GOAL OF THE EXERCISE:
Exclude pictures; retype the lines below from the line containing "The component shall indicate each instance of the bird's eye" through the end of the records, both ends kept.

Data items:

________

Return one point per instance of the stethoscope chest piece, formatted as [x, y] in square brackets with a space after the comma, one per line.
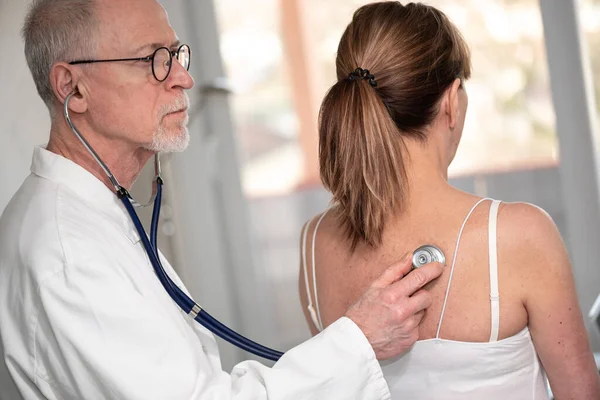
[426, 254]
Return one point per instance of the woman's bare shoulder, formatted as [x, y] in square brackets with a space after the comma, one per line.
[530, 237]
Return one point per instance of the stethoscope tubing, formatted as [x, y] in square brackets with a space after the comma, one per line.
[184, 302]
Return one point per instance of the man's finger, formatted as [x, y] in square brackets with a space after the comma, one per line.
[393, 273]
[418, 278]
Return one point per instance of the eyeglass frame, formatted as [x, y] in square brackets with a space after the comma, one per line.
[173, 53]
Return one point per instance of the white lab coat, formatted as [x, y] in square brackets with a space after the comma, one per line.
[82, 315]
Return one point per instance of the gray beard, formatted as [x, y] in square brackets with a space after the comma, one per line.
[164, 143]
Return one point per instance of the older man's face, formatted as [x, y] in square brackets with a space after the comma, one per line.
[126, 102]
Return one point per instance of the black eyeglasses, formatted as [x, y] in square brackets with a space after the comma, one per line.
[161, 60]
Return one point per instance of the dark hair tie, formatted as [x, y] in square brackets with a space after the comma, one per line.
[360, 73]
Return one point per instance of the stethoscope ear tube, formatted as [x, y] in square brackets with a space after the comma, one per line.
[150, 245]
[184, 301]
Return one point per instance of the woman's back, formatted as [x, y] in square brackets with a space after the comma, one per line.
[388, 130]
[469, 352]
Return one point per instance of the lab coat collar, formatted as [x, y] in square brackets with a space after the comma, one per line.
[82, 183]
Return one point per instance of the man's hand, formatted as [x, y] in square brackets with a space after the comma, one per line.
[390, 311]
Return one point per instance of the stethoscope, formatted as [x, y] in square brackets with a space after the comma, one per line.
[423, 255]
[189, 306]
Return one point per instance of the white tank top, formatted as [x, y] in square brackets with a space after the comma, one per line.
[442, 369]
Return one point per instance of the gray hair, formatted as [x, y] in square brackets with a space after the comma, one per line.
[57, 30]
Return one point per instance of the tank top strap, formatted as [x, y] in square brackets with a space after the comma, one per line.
[313, 308]
[462, 227]
[493, 254]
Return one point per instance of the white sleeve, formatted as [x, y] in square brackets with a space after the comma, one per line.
[93, 336]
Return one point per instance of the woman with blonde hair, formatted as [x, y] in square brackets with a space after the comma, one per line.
[505, 310]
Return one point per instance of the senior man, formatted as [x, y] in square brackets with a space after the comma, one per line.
[82, 314]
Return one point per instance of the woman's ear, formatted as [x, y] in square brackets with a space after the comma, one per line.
[65, 79]
[452, 103]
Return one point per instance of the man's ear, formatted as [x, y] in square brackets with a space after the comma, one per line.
[65, 79]
[451, 103]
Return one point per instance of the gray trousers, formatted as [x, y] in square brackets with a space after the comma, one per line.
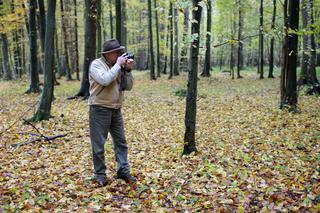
[101, 121]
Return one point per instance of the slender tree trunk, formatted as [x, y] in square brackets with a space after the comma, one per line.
[207, 61]
[289, 97]
[308, 60]
[75, 42]
[118, 20]
[111, 18]
[171, 40]
[176, 44]
[90, 45]
[99, 28]
[158, 38]
[33, 70]
[271, 60]
[65, 56]
[44, 110]
[191, 101]
[123, 23]
[42, 24]
[152, 66]
[261, 31]
[7, 73]
[240, 43]
[184, 49]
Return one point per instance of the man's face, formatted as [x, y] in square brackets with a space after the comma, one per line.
[113, 56]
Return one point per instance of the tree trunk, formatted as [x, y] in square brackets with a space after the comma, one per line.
[90, 45]
[184, 49]
[272, 40]
[240, 43]
[176, 43]
[75, 42]
[99, 28]
[65, 55]
[191, 101]
[171, 40]
[207, 64]
[152, 71]
[289, 96]
[123, 40]
[7, 73]
[118, 20]
[44, 109]
[158, 38]
[34, 75]
[261, 31]
[111, 19]
[308, 71]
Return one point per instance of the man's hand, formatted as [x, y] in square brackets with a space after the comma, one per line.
[129, 64]
[121, 60]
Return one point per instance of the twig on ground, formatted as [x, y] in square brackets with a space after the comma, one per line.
[15, 145]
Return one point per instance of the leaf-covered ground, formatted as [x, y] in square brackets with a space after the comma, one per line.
[252, 156]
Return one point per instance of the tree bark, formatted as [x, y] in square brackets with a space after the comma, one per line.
[207, 61]
[184, 49]
[7, 73]
[158, 38]
[33, 69]
[65, 56]
[261, 31]
[289, 97]
[176, 44]
[271, 59]
[171, 40]
[44, 109]
[308, 60]
[90, 45]
[75, 42]
[240, 43]
[152, 71]
[191, 101]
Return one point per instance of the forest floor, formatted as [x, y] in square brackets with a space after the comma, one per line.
[251, 155]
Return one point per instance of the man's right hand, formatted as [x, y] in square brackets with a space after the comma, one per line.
[122, 59]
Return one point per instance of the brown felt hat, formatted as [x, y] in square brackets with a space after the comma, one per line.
[111, 45]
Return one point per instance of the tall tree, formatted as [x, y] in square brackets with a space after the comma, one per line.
[118, 20]
[191, 102]
[111, 19]
[75, 41]
[240, 42]
[272, 40]
[152, 70]
[289, 97]
[261, 32]
[171, 39]
[65, 55]
[158, 37]
[308, 60]
[176, 43]
[44, 110]
[89, 45]
[99, 26]
[7, 73]
[33, 71]
[207, 61]
[184, 48]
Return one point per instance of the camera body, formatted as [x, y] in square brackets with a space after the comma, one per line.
[129, 55]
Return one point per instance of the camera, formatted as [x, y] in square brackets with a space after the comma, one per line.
[129, 55]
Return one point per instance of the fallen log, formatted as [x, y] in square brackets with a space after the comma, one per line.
[15, 145]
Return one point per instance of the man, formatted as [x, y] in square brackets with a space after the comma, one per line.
[109, 76]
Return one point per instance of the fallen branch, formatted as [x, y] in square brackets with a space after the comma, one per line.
[31, 107]
[15, 145]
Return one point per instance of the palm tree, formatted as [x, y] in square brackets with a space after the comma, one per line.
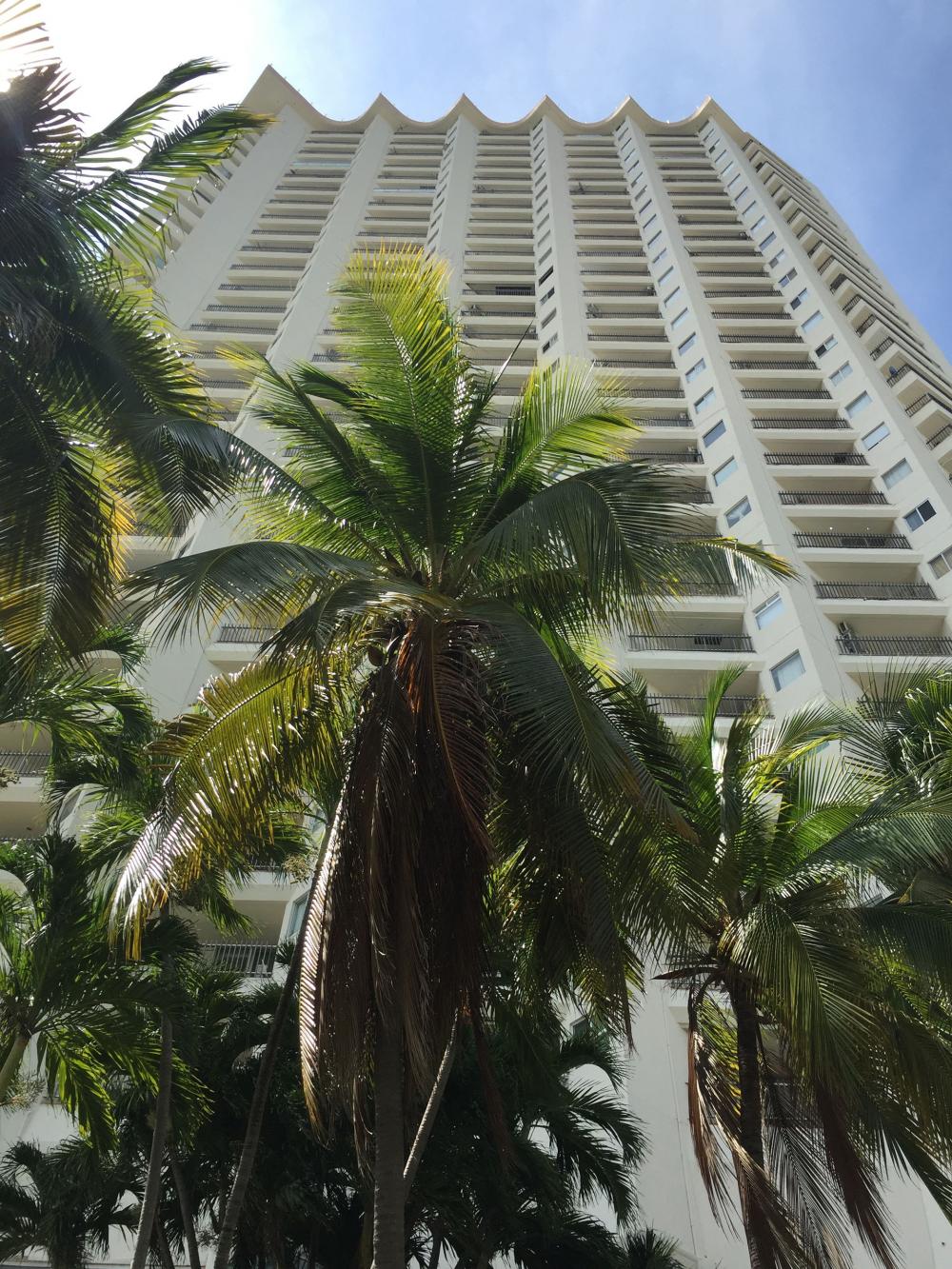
[433, 574]
[818, 997]
[61, 985]
[102, 418]
[67, 1200]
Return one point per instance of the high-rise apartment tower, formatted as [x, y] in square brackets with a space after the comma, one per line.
[758, 346]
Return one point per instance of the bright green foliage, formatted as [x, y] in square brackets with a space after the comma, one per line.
[433, 578]
[102, 419]
[818, 995]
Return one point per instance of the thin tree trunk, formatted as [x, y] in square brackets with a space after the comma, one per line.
[162, 1245]
[750, 1128]
[11, 1063]
[388, 1237]
[255, 1116]
[188, 1216]
[429, 1113]
[437, 1234]
[154, 1173]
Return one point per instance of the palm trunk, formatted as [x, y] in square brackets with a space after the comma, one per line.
[388, 1237]
[11, 1063]
[429, 1113]
[255, 1116]
[188, 1216]
[750, 1128]
[154, 1174]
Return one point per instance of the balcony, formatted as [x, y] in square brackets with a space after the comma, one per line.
[843, 458]
[691, 644]
[875, 590]
[29, 765]
[730, 707]
[833, 498]
[895, 644]
[853, 541]
[249, 960]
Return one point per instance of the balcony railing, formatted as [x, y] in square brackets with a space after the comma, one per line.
[786, 393]
[815, 422]
[246, 633]
[876, 590]
[853, 541]
[250, 960]
[691, 644]
[833, 498]
[11, 761]
[895, 644]
[730, 707]
[772, 366]
[670, 456]
[847, 458]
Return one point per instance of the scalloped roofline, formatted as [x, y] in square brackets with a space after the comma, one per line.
[272, 91]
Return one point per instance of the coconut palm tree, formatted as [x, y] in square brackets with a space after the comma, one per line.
[819, 1025]
[432, 572]
[63, 986]
[67, 1200]
[102, 418]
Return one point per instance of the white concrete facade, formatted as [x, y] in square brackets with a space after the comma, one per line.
[757, 343]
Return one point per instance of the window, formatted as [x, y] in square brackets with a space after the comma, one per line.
[768, 612]
[738, 511]
[872, 438]
[859, 404]
[897, 473]
[787, 670]
[920, 515]
[942, 563]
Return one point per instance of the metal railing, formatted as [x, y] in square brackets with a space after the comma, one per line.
[17, 763]
[786, 393]
[874, 590]
[691, 644]
[758, 338]
[246, 633]
[250, 960]
[833, 498]
[855, 541]
[773, 366]
[809, 422]
[895, 644]
[729, 707]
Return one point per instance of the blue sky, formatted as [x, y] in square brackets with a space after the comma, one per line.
[853, 92]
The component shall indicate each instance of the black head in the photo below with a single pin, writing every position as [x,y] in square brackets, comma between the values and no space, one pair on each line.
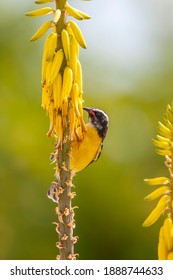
[99,120]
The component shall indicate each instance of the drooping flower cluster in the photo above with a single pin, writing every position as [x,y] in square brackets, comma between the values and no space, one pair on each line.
[61,70]
[164,192]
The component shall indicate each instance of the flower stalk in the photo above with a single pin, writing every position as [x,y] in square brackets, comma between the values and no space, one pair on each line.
[62,99]
[164,192]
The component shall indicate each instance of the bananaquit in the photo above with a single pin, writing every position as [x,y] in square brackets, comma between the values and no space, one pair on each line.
[89,149]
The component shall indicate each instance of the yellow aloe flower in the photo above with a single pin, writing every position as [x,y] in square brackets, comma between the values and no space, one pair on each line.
[164,192]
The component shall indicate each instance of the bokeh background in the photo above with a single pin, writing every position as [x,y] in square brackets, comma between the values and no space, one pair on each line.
[128,72]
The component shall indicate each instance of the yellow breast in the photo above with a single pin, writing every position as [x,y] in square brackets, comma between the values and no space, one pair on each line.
[83,152]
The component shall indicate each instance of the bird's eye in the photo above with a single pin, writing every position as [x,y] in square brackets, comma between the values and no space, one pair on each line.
[92,113]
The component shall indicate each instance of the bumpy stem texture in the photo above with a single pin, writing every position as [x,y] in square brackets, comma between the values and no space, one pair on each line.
[64,182]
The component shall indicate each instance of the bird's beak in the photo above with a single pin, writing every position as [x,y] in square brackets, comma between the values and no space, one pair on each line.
[86,109]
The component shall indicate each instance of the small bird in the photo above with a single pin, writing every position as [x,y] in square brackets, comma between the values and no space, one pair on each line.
[89,149]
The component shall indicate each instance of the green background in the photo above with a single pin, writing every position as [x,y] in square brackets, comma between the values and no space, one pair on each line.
[128,72]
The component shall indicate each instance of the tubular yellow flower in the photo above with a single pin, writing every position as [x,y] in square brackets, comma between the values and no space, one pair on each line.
[62,99]
[66,43]
[42,30]
[57,16]
[78,34]
[40,12]
[164,142]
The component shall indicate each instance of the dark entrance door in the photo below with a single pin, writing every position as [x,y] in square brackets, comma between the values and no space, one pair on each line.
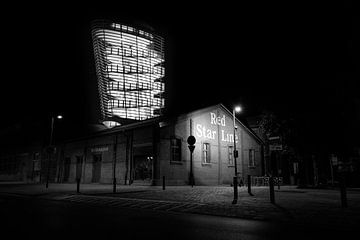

________

OUTPUT BELOW:
The component shall indicate each instance of the bird's eye in the photo above with a single pin, writing every position as [x,y] in square brackets, comma between the values and no space, one pair on each line.
[92,113]
The component shall indicate each instance of the bumpy stem texture in the photo above with a single pin, writing every position as [x,y] in square brackets, comma between the values and no space, one pair on each line.
[64,182]
The component shall indicate each instance of the bird's beak in the photo above with a single pin, writing every position as [x,y] in square brackets, comma between the values and no space, one pair on each line.
[86,109]
The component shall indicate each instance of the small bird in the photo above with a single pin, writing every position as [x,y] in square brackets, comma between the values and no space, one pair on each line.
[89,149]
The component shall indicate each instance of the green background in the photo above with a single pin, writing every position as [x,y] in square brackets, comma between the values and no space, one pair on each line.
[128,72]
The component shall indicate each instance of the tubular yellow flower in the photo above with a single pin, writing every position as [x,y] in square brackets, comma between the values and no space, one pair on each line.
[62,99]
[66,43]
[42,30]
[57,16]
[78,34]
[40,12]
[164,142]
The component shall indicate each instance of the dark entrance door in the photo below with a single pin, writing every position as [x,y] in square brackets, comma between the values and no space, one pair on each line.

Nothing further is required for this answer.